- Opening Delimiter -

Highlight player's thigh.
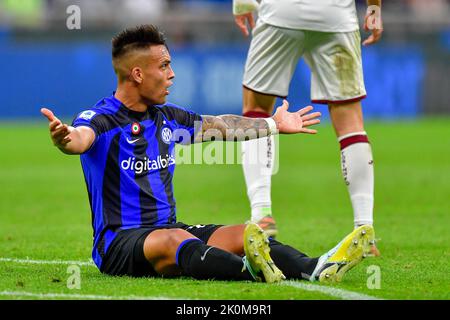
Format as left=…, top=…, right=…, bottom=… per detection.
left=303, top=31, right=366, bottom=104
left=207, top=225, right=246, bottom=256
left=143, top=228, right=198, bottom=274
left=329, top=100, right=365, bottom=137
left=243, top=22, right=306, bottom=103
left=181, top=223, right=244, bottom=255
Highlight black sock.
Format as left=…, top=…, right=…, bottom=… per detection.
left=269, top=239, right=318, bottom=280
left=176, top=239, right=254, bottom=281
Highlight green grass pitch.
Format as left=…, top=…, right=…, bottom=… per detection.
left=0, top=118, right=449, bottom=300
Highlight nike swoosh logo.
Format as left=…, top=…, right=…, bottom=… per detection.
left=200, top=247, right=213, bottom=261
left=126, top=138, right=140, bottom=144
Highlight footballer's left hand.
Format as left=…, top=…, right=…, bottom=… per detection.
left=363, top=6, right=383, bottom=46
left=234, top=13, right=256, bottom=37
left=272, top=100, right=321, bottom=134
left=233, top=0, right=259, bottom=37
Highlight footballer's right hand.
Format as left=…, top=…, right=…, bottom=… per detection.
left=233, top=0, right=259, bottom=37
left=41, top=108, right=73, bottom=148
left=272, top=100, right=321, bottom=135
left=41, top=108, right=95, bottom=154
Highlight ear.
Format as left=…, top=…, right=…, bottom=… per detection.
left=130, top=67, right=143, bottom=84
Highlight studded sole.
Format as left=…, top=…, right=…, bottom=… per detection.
left=319, top=225, right=375, bottom=283
left=244, top=223, right=285, bottom=283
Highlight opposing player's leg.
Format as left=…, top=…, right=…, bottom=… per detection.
left=304, top=30, right=379, bottom=255
left=242, top=88, right=278, bottom=236
left=329, top=101, right=374, bottom=226
left=241, top=22, right=306, bottom=236
left=329, top=102, right=379, bottom=256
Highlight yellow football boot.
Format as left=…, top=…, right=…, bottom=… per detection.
left=310, top=225, right=377, bottom=283
left=243, top=223, right=286, bottom=283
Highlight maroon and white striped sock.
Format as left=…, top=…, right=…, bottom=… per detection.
left=338, top=131, right=374, bottom=228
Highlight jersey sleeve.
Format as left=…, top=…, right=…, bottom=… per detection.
left=159, top=104, right=203, bottom=144
left=71, top=109, right=105, bottom=148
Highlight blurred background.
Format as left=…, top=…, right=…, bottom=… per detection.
left=0, top=0, right=449, bottom=119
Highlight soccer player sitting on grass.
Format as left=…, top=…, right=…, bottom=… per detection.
left=41, top=25, right=376, bottom=283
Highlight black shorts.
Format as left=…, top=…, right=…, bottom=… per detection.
left=100, top=222, right=222, bottom=277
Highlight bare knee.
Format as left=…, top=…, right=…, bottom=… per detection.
left=243, top=87, right=277, bottom=115
left=328, top=101, right=365, bottom=136
left=143, top=228, right=198, bottom=276
left=207, top=225, right=246, bottom=256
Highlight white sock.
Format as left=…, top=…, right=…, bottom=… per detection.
left=241, top=135, right=275, bottom=222
left=339, top=132, right=374, bottom=228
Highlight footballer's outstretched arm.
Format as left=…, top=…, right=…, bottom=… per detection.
left=195, top=100, right=321, bottom=143
left=41, top=108, right=95, bottom=155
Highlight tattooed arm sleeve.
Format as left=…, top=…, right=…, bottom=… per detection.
left=194, top=115, right=275, bottom=143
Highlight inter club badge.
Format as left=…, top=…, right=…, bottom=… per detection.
left=131, top=122, right=141, bottom=135
left=161, top=127, right=173, bottom=144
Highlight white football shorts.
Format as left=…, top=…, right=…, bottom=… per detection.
left=243, top=21, right=367, bottom=104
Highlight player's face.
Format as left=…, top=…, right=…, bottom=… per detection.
left=140, top=45, right=175, bottom=105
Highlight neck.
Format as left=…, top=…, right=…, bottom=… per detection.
left=115, top=85, right=148, bottom=113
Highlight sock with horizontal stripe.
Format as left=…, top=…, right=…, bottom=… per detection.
left=339, top=132, right=374, bottom=228
left=176, top=239, right=254, bottom=281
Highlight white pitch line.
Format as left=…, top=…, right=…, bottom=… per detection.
left=0, top=257, right=95, bottom=267
left=0, top=291, right=183, bottom=300
left=282, top=281, right=382, bottom=300
left=1, top=257, right=382, bottom=300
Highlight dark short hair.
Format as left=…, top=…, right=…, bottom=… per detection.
left=112, top=24, right=167, bottom=59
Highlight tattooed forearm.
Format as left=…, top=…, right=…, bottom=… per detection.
left=195, top=115, right=272, bottom=143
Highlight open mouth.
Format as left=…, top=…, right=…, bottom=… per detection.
left=165, top=83, right=173, bottom=95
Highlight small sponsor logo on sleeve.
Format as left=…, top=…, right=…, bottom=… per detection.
left=78, top=110, right=96, bottom=120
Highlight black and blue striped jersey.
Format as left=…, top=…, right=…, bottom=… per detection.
left=72, top=94, right=202, bottom=268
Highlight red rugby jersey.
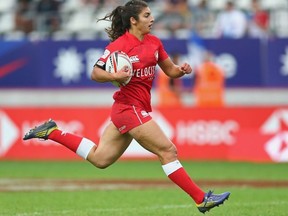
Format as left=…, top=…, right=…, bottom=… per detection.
left=96, top=31, right=169, bottom=112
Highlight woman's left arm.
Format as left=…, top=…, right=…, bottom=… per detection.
left=158, top=57, right=192, bottom=78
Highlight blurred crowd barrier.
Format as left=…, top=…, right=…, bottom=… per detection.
left=0, top=38, right=287, bottom=88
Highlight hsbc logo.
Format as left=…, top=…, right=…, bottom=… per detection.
left=261, top=109, right=288, bottom=162
left=0, top=111, right=19, bottom=156
left=176, top=120, right=239, bottom=145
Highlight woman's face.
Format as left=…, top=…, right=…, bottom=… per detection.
left=134, top=7, right=154, bottom=35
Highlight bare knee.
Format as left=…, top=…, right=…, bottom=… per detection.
left=86, top=146, right=113, bottom=169
left=88, top=158, right=112, bottom=169
left=158, top=144, right=178, bottom=164
left=94, top=162, right=110, bottom=169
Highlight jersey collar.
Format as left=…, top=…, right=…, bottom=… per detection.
left=125, top=31, right=146, bottom=43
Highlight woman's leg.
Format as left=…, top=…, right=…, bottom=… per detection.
left=49, top=122, right=132, bottom=168
left=128, top=119, right=205, bottom=204
left=87, top=122, right=133, bottom=168
left=33, top=120, right=133, bottom=169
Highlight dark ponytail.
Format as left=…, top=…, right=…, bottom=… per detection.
left=97, top=0, right=148, bottom=41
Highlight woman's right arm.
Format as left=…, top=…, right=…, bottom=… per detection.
left=91, top=66, right=117, bottom=83
left=91, top=66, right=131, bottom=83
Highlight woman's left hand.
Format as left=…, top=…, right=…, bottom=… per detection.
left=180, top=63, right=192, bottom=74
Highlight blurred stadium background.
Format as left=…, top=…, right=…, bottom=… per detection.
left=0, top=0, right=288, bottom=162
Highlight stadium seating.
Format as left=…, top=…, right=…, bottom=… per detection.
left=0, top=0, right=287, bottom=40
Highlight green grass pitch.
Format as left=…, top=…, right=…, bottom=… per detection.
left=0, top=160, right=287, bottom=216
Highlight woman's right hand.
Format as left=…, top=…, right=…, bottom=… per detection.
left=114, top=66, right=132, bottom=83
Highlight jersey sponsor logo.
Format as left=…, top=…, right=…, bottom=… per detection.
left=130, top=55, right=140, bottom=63
left=133, top=66, right=156, bottom=78
left=101, top=49, right=110, bottom=59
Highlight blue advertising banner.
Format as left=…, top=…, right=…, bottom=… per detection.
left=0, top=41, right=39, bottom=87
left=266, top=39, right=288, bottom=87
left=0, top=38, right=286, bottom=88
left=37, top=40, right=109, bottom=88
left=203, top=39, right=263, bottom=87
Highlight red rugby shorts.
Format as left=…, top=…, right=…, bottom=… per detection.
left=111, top=102, right=152, bottom=134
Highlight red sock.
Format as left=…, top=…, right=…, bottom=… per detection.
left=169, top=167, right=205, bottom=204
left=48, top=129, right=83, bottom=152
left=48, top=129, right=96, bottom=160
left=162, top=160, right=205, bottom=204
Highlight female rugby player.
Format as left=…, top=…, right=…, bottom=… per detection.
left=23, top=0, right=230, bottom=213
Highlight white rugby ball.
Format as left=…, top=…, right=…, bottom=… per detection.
left=105, top=51, right=133, bottom=87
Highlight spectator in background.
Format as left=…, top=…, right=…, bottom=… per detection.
left=15, top=0, right=34, bottom=34
left=213, top=1, right=247, bottom=38
left=194, top=51, right=225, bottom=107
left=63, top=0, right=101, bottom=34
left=189, top=0, right=214, bottom=38
left=35, top=0, right=62, bottom=34
left=154, top=0, right=191, bottom=35
left=247, top=0, right=270, bottom=39
left=98, top=0, right=118, bottom=8
left=156, top=53, right=183, bottom=108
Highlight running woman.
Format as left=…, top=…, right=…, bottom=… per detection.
left=23, top=0, right=230, bottom=213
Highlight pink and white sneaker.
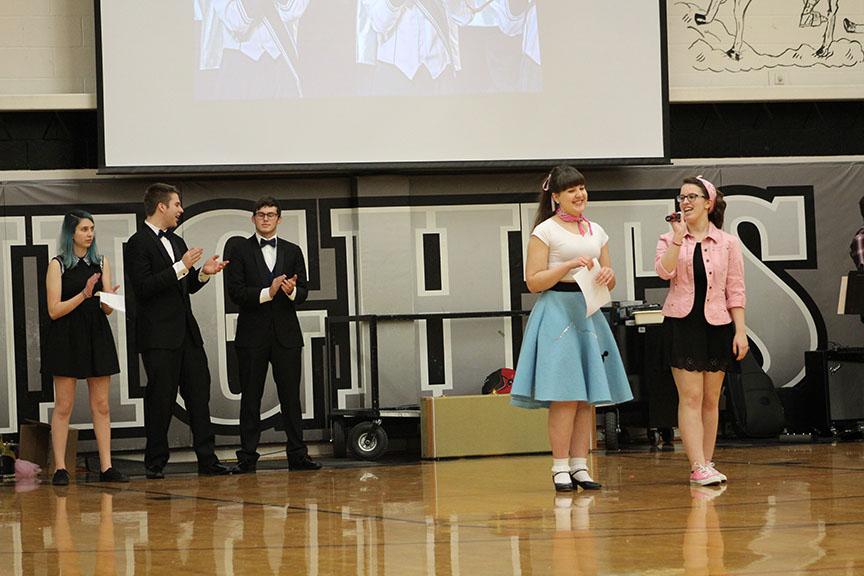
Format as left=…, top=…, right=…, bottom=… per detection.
left=689, top=464, right=723, bottom=486
left=707, top=461, right=727, bottom=483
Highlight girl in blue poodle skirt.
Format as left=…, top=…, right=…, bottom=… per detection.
left=511, top=166, right=632, bottom=492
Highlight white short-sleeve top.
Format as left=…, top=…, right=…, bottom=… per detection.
left=532, top=217, right=609, bottom=276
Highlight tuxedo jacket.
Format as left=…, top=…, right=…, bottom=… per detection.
left=126, top=227, right=208, bottom=352
left=226, top=235, right=309, bottom=349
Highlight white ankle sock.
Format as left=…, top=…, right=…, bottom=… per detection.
left=569, top=457, right=593, bottom=482
left=552, top=458, right=571, bottom=485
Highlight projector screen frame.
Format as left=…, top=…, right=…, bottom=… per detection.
left=95, top=0, right=670, bottom=175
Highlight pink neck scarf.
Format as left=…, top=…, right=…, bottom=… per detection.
left=556, top=208, right=593, bottom=236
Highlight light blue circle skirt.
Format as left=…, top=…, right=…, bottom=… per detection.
left=511, top=291, right=634, bottom=409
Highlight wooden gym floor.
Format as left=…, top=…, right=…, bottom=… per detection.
left=1, top=441, right=863, bottom=575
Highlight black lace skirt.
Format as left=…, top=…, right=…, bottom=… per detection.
left=662, top=312, right=737, bottom=373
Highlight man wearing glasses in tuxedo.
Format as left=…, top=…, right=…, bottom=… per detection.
left=226, top=197, right=321, bottom=473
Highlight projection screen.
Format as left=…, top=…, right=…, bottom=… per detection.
left=96, top=1, right=668, bottom=172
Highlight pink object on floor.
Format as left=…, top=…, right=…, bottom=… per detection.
left=14, top=459, right=41, bottom=479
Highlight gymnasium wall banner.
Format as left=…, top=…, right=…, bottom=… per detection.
left=1, top=161, right=859, bottom=448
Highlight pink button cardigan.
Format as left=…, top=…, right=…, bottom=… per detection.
left=654, top=223, right=746, bottom=325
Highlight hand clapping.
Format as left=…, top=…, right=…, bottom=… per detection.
left=269, top=274, right=287, bottom=298
left=281, top=274, right=298, bottom=296
left=201, top=255, right=229, bottom=275
left=82, top=272, right=101, bottom=298
left=182, top=248, right=204, bottom=269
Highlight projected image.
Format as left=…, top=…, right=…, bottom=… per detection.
left=193, top=0, right=542, bottom=100
left=195, top=0, right=310, bottom=99
left=356, top=0, right=541, bottom=95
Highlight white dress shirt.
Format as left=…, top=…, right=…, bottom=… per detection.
left=257, top=234, right=296, bottom=303
left=144, top=221, right=210, bottom=283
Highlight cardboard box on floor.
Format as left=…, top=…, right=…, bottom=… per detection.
left=18, top=420, right=78, bottom=480
left=420, top=394, right=597, bottom=459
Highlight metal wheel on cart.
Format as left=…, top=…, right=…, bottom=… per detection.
left=349, top=420, right=389, bottom=460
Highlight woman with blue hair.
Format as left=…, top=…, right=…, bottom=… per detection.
left=44, top=210, right=127, bottom=485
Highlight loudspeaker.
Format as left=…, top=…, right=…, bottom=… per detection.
left=797, top=350, right=864, bottom=434
left=825, top=357, right=864, bottom=421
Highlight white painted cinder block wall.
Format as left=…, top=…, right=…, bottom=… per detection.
left=0, top=0, right=94, bottom=96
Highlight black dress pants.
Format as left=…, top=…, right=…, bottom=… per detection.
left=235, top=341, right=306, bottom=464
left=142, top=331, right=217, bottom=470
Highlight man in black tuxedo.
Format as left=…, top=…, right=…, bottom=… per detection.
left=226, top=197, right=320, bottom=472
left=127, top=183, right=234, bottom=478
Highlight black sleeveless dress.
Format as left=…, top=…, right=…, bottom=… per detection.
left=43, top=256, right=120, bottom=378
left=663, top=242, right=736, bottom=373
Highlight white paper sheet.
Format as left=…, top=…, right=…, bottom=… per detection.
left=98, top=291, right=126, bottom=313
left=571, top=258, right=611, bottom=317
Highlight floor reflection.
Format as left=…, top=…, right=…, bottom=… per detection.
left=54, top=490, right=117, bottom=576
left=0, top=443, right=862, bottom=575
left=551, top=494, right=597, bottom=575
left=683, top=485, right=727, bottom=575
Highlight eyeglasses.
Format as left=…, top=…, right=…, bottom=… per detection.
left=676, top=193, right=704, bottom=203
left=254, top=211, right=279, bottom=220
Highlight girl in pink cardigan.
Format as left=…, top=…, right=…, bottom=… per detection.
left=655, top=176, right=748, bottom=486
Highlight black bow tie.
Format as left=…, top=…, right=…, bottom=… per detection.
left=158, top=229, right=173, bottom=239
left=260, top=238, right=276, bottom=248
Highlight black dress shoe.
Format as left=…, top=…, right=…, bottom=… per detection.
left=570, top=469, right=602, bottom=490
left=99, top=467, right=130, bottom=483
left=288, top=456, right=322, bottom=471
left=52, top=469, right=71, bottom=486
left=553, top=471, right=574, bottom=492
left=198, top=462, right=236, bottom=476
left=145, top=467, right=164, bottom=480
left=235, top=461, right=257, bottom=474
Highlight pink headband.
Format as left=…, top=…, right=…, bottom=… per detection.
left=695, top=175, right=717, bottom=213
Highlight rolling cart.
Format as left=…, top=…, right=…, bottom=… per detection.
left=325, top=311, right=529, bottom=460
left=600, top=304, right=677, bottom=450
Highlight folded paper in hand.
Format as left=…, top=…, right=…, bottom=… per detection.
left=571, top=258, right=611, bottom=317
left=98, top=291, right=125, bottom=313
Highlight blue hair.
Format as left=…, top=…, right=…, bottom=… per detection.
left=58, top=210, right=101, bottom=271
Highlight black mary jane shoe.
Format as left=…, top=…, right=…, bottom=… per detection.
left=553, top=471, right=574, bottom=492
left=570, top=469, right=602, bottom=490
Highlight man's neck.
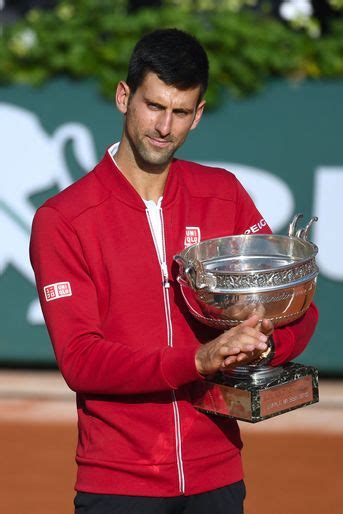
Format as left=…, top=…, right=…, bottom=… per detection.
left=114, top=138, right=170, bottom=203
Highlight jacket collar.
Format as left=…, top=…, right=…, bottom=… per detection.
left=93, top=146, right=179, bottom=211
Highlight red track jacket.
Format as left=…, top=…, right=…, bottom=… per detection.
left=30, top=150, right=318, bottom=496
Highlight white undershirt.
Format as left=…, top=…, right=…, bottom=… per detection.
left=142, top=197, right=164, bottom=263
left=108, top=142, right=164, bottom=263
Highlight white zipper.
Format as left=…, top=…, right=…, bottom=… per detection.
left=145, top=207, right=186, bottom=494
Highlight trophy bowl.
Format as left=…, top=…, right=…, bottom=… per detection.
left=174, top=215, right=319, bottom=330
left=174, top=214, right=319, bottom=422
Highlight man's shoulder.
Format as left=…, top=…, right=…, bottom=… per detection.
left=175, top=159, right=239, bottom=200
left=41, top=159, right=111, bottom=222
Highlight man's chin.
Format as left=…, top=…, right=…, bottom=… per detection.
left=139, top=147, right=175, bottom=168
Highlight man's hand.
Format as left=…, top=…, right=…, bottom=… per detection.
left=195, top=314, right=273, bottom=376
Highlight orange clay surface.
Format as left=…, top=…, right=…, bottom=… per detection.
left=1, top=370, right=342, bottom=514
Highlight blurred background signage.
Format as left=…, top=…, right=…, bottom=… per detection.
left=0, top=0, right=342, bottom=373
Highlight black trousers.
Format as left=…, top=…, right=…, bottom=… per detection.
left=74, top=481, right=246, bottom=514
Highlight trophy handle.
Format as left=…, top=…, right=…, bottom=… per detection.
left=288, top=213, right=303, bottom=237
left=174, top=255, right=197, bottom=289
left=301, top=217, right=318, bottom=241
left=174, top=255, right=216, bottom=290
left=174, top=254, right=187, bottom=268
left=288, top=213, right=318, bottom=241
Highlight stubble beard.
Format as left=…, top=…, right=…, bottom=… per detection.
left=125, top=119, right=184, bottom=170
left=130, top=132, right=178, bottom=168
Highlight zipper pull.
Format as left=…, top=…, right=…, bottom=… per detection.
left=161, top=262, right=170, bottom=288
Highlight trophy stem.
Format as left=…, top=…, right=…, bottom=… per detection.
left=225, top=364, right=283, bottom=385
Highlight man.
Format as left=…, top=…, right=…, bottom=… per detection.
left=30, top=29, right=318, bottom=514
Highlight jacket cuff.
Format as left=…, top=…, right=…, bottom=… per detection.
left=161, top=345, right=204, bottom=389
left=270, top=326, right=296, bottom=366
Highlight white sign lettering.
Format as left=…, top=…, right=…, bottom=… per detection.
left=0, top=103, right=97, bottom=323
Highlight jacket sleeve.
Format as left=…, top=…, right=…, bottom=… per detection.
left=271, top=302, right=319, bottom=366
left=30, top=206, right=201, bottom=396
left=233, top=176, right=319, bottom=363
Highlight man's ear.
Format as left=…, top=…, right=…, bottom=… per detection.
left=115, top=81, right=131, bottom=114
left=190, top=99, right=206, bottom=131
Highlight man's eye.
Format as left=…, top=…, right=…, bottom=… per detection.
left=148, top=103, right=161, bottom=110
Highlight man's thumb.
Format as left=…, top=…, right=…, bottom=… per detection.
left=241, top=314, right=260, bottom=327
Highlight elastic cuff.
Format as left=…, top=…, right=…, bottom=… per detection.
left=270, top=326, right=296, bottom=366
left=161, top=345, right=203, bottom=389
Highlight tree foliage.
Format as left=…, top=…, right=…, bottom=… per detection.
left=0, top=0, right=342, bottom=107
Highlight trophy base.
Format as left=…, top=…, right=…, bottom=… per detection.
left=192, top=362, right=319, bottom=423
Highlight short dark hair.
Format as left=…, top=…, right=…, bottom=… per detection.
left=126, top=28, right=209, bottom=100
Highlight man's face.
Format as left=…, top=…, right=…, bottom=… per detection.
left=117, top=72, right=205, bottom=169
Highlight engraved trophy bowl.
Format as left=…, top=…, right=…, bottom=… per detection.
left=174, top=214, right=319, bottom=422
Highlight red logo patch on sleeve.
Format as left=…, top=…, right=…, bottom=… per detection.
left=44, top=282, right=72, bottom=302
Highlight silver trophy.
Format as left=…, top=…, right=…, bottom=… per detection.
left=174, top=214, right=319, bottom=422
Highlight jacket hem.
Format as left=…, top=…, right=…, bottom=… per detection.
left=75, top=448, right=243, bottom=496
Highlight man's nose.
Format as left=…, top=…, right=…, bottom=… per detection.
left=155, top=112, right=172, bottom=137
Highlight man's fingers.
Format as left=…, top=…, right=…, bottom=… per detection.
left=260, top=318, right=274, bottom=335
left=236, top=352, right=257, bottom=362
left=230, top=330, right=268, bottom=344
left=219, top=346, right=241, bottom=356
left=221, top=356, right=238, bottom=368
left=196, top=315, right=272, bottom=375
left=222, top=350, right=258, bottom=367
left=218, top=339, right=267, bottom=358
left=231, top=311, right=273, bottom=334
left=225, top=324, right=268, bottom=342
left=240, top=314, right=260, bottom=327
left=224, top=348, right=263, bottom=366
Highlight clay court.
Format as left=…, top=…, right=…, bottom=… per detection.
left=1, top=370, right=342, bottom=514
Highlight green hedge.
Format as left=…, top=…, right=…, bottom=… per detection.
left=1, top=0, right=343, bottom=107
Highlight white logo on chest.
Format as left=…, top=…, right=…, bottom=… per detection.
left=184, top=227, right=201, bottom=248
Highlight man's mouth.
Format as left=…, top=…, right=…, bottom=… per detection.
left=147, top=136, right=173, bottom=148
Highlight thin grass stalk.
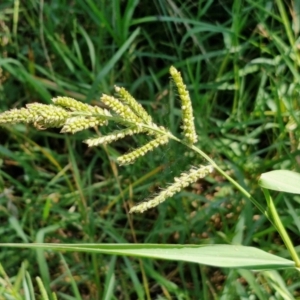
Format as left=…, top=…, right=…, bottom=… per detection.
left=275, top=0, right=300, bottom=66
left=262, top=188, right=300, bottom=267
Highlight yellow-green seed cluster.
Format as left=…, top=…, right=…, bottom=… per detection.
left=84, top=127, right=145, bottom=146
left=169, top=66, right=198, bottom=145
left=101, top=94, right=141, bottom=123
left=53, top=96, right=109, bottom=116
left=130, top=165, right=213, bottom=213
left=117, top=135, right=169, bottom=165
left=114, top=86, right=152, bottom=123
left=53, top=96, right=110, bottom=132
left=0, top=103, right=69, bottom=128
left=61, top=116, right=107, bottom=134
left=26, top=103, right=70, bottom=128
left=0, top=108, right=32, bottom=124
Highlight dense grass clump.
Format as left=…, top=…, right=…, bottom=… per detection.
left=1, top=0, right=300, bottom=299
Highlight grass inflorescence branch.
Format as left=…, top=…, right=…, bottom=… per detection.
left=130, top=165, right=213, bottom=213
left=169, top=66, right=198, bottom=145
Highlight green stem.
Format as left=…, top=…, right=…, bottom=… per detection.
left=171, top=132, right=299, bottom=264
left=166, top=132, right=271, bottom=221
left=262, top=188, right=300, bottom=266
left=275, top=0, right=300, bottom=66
left=190, top=144, right=269, bottom=219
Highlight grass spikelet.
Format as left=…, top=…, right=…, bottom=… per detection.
left=169, top=66, right=198, bottom=145
left=117, top=135, right=169, bottom=165
left=84, top=127, right=145, bottom=146
left=114, top=85, right=152, bottom=123
left=101, top=94, right=141, bottom=123
left=130, top=165, right=213, bottom=213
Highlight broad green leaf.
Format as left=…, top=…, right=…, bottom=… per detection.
left=0, top=243, right=294, bottom=270
left=258, top=170, right=300, bottom=194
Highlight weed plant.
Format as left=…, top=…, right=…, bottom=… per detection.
left=1, top=0, right=300, bottom=299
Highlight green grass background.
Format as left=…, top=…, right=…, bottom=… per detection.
left=1, top=0, right=300, bottom=299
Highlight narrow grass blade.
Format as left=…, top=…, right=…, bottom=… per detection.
left=0, top=243, right=294, bottom=270
left=86, top=27, right=140, bottom=101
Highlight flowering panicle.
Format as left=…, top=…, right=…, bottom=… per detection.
left=130, top=165, right=213, bottom=213
left=169, top=66, right=198, bottom=145
left=0, top=66, right=204, bottom=213
left=117, top=135, right=169, bottom=165
left=84, top=127, right=145, bottom=146
left=114, top=86, right=152, bottom=123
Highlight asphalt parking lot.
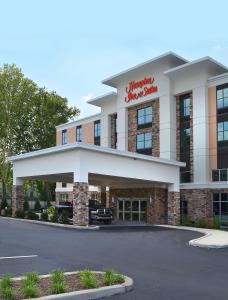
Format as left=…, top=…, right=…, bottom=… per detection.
left=0, top=218, right=228, bottom=300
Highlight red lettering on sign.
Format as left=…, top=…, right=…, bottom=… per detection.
left=124, top=76, right=158, bottom=103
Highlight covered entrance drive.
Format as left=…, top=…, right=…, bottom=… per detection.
left=8, top=143, right=184, bottom=226
left=118, top=198, right=147, bottom=222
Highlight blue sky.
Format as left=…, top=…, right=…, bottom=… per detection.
left=1, top=0, right=228, bottom=118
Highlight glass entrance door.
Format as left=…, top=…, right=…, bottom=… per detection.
left=118, top=198, right=147, bottom=222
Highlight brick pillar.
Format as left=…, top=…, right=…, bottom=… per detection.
left=167, top=191, right=180, bottom=225
left=12, top=185, right=24, bottom=217
left=100, top=186, right=107, bottom=207
left=73, top=182, right=89, bottom=226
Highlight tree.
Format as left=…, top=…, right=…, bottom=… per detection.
left=34, top=199, right=41, bottom=211
left=23, top=198, right=29, bottom=211
left=0, top=64, right=79, bottom=202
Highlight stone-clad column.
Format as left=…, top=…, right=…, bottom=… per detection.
left=167, top=191, right=180, bottom=225
left=73, top=182, right=89, bottom=226
left=100, top=186, right=107, bottom=207
left=12, top=185, right=24, bottom=217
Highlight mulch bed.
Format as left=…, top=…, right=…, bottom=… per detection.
left=8, top=273, right=124, bottom=300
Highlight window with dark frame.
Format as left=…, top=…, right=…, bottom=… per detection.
left=180, top=96, right=190, bottom=117
left=217, top=84, right=228, bottom=109
left=94, top=120, right=101, bottom=145
left=218, top=121, right=228, bottom=142
left=62, top=182, right=67, bottom=188
left=179, top=93, right=191, bottom=183
left=62, top=129, right=67, bottom=145
left=114, top=113, right=117, bottom=148
left=76, top=125, right=82, bottom=142
left=180, top=128, right=190, bottom=147
left=137, top=106, right=153, bottom=129
left=213, top=192, right=228, bottom=226
left=136, top=132, right=152, bottom=155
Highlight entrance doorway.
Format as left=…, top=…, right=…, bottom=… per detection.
left=118, top=198, right=147, bottom=222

- Closing Delimiter -

*EXERCISE DESCRIPTION:*
Go through the listing above and locate each line that holds the word "paper". Copy those lines.

*ANSWER TO THIS TASK:*
Highlight white paper sheet.
Highlight folded paper in hand.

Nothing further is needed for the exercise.